Try it
Word for word, transcribe the data below from the line with "Category: sidewalk. Set" to the line with "Category: parked car.", keeping both of those lines.

Dataset excerpts

□ □ □ □ □

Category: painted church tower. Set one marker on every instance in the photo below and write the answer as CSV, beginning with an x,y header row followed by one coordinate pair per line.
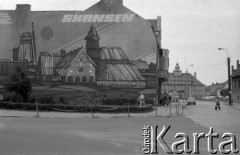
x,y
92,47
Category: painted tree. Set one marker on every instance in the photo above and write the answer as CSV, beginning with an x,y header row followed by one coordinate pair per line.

□ □ □ □ □

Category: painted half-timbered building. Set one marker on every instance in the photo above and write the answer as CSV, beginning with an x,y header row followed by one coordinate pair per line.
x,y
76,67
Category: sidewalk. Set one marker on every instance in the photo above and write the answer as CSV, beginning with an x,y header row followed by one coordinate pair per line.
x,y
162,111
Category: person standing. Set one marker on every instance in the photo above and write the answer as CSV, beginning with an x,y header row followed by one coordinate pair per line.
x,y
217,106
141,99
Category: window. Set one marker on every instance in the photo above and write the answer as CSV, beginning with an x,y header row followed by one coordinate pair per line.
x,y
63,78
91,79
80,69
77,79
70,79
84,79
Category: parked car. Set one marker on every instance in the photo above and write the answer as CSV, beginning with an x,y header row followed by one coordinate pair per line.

□ □ □ □ □

Solution
Category: sidewalk. Set one marker on every instance in the photo above and write the answer as CSV, beginning with an x,y header row followed by one coordinate pair per line.
x,y
162,111
Category: person standing. Set one marker on every instance in the photo above and write the answer as CSV, beginning with an x,y header row followed by one coordinate pair per line.
x,y
217,106
141,99
Category: window. Set one marker on every instance in the photo above and write the answer as CSV, beginning with an x,y header row followed by one coordinate pair per line.
x,y
63,78
91,79
80,69
77,79
70,79
84,79
Category: parked car. Set one marker on every instance in the photo above and write the answer as CSV, beginning with an x,y header row followed by one coordinate pair per line.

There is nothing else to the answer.